======== SOURCE PASSAGE ========
Their gentle sounds can be very soothing to the ear and I enjoy hearing them everyday over the garden wall as my neighbour’s chickens roam about their run, even though we are within half-a-mile of a busy city centre.
Chicken keeping was popular in the past but was often a money-making enterprise that anyone with a small amount of land could undertake. Searching the shelves of second-hand bookshops we found a copy of Poultry-Keeping.This was written and published exactly one hundred years ago in 1918 and we have reproduced this book as an ebook ready for the modern reader.
The advice given in Poultry-Keeping is provided by acknowledged experts and stands the test of time. There are wise words here on keeping chickens clean, well-fed and healthy, with regular reminders that chickens need space and time to scratch and forage for food themselves in order to stay well and productive. This is in a time before battery hens were crowded into tiny cages with no room to stretch their wings or have a dust bath. The authors also provide guidance on the breeds of birds to buy for different purposes – egg-laying, chickens for eating, showing, etc. – breeding and care of chicks, showing chickens (which was very popular in 1918), the business side of poultry-keeping, information on ailments and diseases, as well as advice on keeping other poultry such as ducks, geese, turkeys and guinea fowl.
======== DATASET RECORDS ========
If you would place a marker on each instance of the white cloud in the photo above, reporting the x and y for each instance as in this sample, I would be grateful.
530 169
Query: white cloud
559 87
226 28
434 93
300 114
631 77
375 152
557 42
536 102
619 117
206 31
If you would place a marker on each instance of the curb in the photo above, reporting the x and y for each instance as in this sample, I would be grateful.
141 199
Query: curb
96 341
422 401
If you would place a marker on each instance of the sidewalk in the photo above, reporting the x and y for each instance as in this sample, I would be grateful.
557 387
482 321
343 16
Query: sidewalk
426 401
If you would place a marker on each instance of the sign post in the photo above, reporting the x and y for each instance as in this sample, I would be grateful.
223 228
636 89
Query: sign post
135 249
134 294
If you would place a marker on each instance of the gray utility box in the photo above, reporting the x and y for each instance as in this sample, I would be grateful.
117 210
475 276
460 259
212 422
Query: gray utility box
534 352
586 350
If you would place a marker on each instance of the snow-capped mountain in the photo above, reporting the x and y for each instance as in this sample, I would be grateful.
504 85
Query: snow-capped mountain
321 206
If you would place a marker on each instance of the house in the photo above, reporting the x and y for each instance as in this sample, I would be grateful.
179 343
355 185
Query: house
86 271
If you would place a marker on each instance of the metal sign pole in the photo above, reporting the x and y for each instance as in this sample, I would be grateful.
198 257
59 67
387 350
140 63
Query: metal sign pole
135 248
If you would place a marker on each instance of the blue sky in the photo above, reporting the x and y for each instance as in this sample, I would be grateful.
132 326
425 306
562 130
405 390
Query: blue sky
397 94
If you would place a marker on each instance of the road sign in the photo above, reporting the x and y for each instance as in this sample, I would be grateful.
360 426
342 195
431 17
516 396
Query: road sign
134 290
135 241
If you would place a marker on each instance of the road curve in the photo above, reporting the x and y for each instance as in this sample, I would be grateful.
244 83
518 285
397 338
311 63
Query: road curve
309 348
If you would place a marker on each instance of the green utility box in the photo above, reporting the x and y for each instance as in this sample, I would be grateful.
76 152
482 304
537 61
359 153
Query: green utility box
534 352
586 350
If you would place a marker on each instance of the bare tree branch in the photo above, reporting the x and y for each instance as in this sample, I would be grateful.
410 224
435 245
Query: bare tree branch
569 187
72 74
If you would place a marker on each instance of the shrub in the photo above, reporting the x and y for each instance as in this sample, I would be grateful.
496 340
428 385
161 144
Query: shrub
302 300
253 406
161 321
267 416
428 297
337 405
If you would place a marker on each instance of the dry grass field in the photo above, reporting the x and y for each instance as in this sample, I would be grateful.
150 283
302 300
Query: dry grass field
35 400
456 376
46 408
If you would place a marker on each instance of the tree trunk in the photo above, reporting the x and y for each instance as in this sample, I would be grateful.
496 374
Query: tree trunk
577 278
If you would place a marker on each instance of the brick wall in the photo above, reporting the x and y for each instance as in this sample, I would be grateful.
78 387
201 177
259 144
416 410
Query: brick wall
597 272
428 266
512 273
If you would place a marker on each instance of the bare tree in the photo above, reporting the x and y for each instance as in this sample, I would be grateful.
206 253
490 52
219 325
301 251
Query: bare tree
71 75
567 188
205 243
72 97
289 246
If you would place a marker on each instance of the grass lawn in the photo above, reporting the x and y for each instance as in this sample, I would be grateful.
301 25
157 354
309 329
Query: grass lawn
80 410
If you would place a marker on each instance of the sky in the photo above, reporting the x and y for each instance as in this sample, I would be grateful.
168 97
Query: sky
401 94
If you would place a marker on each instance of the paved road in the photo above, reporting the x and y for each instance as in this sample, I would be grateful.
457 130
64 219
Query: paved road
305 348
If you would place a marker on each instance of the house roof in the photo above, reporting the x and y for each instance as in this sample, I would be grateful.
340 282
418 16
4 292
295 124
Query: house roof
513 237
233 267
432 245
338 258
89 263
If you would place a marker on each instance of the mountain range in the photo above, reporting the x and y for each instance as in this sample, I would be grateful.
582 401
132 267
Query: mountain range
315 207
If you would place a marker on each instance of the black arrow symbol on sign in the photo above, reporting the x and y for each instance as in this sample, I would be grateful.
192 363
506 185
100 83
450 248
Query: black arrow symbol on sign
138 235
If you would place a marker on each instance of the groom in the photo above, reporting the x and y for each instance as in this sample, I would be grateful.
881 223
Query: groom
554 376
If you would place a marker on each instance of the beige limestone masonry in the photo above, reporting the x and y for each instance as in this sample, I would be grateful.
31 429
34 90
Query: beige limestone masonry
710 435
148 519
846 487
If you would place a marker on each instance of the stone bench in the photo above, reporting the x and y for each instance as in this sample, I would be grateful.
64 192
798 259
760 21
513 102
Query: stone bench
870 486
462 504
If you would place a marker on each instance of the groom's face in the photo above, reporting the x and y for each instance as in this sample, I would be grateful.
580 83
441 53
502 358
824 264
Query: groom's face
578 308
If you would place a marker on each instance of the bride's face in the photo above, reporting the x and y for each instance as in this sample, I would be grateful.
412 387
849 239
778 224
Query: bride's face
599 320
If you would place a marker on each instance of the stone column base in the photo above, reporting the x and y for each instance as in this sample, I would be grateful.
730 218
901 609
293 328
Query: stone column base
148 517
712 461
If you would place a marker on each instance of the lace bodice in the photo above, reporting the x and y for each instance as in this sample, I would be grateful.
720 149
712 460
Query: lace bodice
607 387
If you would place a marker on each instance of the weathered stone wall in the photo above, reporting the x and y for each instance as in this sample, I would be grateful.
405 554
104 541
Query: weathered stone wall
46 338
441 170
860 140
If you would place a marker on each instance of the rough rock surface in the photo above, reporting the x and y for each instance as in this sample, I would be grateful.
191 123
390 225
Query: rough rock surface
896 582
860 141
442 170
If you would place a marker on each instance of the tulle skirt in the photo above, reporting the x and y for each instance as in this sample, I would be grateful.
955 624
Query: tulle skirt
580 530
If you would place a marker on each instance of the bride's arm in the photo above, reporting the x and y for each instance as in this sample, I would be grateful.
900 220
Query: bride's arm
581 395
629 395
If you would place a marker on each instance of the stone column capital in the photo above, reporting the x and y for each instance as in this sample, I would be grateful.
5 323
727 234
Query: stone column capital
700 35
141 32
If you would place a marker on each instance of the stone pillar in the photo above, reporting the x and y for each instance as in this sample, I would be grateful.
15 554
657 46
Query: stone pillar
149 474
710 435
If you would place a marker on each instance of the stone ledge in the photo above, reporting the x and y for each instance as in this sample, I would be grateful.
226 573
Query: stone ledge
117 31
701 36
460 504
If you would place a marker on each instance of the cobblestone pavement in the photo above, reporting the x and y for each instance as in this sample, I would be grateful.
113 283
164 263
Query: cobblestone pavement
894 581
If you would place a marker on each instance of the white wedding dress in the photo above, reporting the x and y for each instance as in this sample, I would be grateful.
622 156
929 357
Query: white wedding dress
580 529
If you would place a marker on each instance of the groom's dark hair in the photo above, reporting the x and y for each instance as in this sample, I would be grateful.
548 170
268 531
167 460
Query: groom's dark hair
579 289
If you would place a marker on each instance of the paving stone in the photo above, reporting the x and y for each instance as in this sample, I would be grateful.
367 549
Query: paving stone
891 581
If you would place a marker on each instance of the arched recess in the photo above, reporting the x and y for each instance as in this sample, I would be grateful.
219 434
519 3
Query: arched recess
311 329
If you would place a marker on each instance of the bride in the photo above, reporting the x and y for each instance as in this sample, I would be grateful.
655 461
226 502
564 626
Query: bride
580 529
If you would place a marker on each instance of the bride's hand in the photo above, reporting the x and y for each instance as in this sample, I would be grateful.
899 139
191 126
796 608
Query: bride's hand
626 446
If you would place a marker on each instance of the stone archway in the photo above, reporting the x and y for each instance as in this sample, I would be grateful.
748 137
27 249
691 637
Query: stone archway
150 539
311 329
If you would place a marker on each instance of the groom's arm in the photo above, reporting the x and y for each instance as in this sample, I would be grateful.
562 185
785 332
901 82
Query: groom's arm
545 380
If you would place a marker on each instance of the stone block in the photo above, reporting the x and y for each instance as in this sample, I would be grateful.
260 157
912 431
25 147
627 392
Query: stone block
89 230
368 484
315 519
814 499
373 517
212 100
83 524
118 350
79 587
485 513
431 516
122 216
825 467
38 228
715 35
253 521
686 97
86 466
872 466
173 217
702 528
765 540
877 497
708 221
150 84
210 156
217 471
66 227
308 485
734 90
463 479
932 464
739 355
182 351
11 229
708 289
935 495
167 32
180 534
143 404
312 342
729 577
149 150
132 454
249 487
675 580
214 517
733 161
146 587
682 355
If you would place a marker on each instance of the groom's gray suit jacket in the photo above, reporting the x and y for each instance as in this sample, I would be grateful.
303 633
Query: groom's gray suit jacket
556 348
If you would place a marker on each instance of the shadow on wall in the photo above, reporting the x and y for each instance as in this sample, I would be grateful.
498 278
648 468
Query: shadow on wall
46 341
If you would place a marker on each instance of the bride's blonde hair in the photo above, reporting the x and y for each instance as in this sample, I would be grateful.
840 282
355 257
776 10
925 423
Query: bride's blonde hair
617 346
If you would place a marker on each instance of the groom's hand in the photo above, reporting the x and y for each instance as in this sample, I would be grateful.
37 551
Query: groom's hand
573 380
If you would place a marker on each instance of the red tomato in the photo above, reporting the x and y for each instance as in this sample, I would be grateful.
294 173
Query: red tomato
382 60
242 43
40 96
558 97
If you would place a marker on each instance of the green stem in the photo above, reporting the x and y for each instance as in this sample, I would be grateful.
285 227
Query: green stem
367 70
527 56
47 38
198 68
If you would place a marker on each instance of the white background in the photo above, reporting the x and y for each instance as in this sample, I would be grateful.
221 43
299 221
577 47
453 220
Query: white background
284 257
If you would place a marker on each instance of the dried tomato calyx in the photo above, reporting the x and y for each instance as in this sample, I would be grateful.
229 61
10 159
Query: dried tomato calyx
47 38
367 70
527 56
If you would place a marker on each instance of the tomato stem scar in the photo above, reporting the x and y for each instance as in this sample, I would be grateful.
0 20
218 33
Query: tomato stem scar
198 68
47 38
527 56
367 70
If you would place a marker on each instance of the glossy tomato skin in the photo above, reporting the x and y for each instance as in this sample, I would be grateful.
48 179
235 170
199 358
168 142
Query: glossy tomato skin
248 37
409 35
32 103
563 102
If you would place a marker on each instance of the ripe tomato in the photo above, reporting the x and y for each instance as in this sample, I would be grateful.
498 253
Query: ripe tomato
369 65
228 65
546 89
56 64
========
__TASK GOAL__: Reproduce the passage on chicken keeping word for word, starting with "Their gentle sounds" and going on through "the modern reader.". The material has no connection to the passage on chicken keeping.

__TASK RESPONSE__:
Their gentle sounds can be very soothing to the ear and I enjoy hearing them everyday over the garden wall as my neighbour’s chickens roam about their run, even though we are within half-a-mile of a busy city centre.
Chicken keeping was popular in the past but was often a money-making enterprise that anyone with a small amount of land could undertake. Searching the shelves of second-hand bookshops we found a copy of Poultry-Keeping.This was written and published exactly one hundred years ago in 1918 and we have reproduced this book as an ebook ready for the modern reader.